▶ **TASK DETAILS**:
All of the data that follows is to be printed exactly, without pictures.

Stored data:
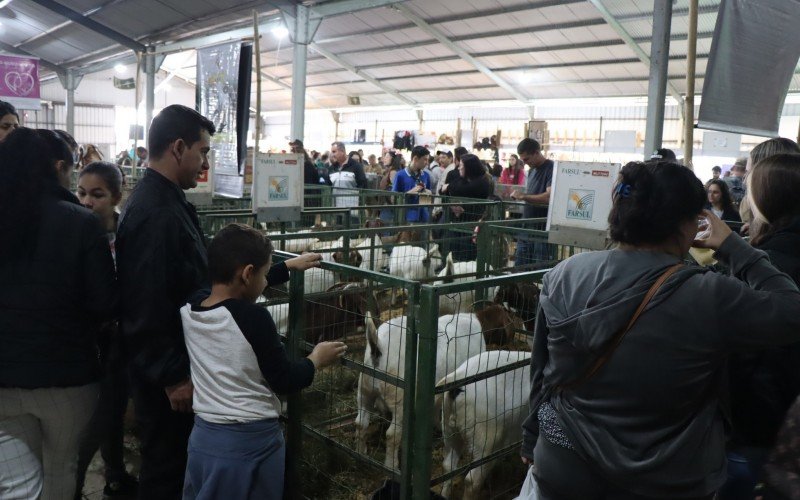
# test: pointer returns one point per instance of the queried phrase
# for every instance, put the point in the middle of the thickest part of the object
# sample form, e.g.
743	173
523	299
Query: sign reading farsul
580	201
278	187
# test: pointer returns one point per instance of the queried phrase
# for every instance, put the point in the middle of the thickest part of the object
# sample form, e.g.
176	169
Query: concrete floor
95	481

▶ **EXERCISE RESPONSE**:
# test: pointer returns one point per instance of the queried phrase
# for every instance, put the point in the middle of the thickest part of the object
# sample form, e.g.
743	173
523	299
Query: sign reading farsul
580	201
278	187
# test: pointer returns one point per instance of the queried phrase
# for every instance, put the point in the middle of the thickest part of the object
# sample form, e.g.
176	169
Query: concrete floor
95	481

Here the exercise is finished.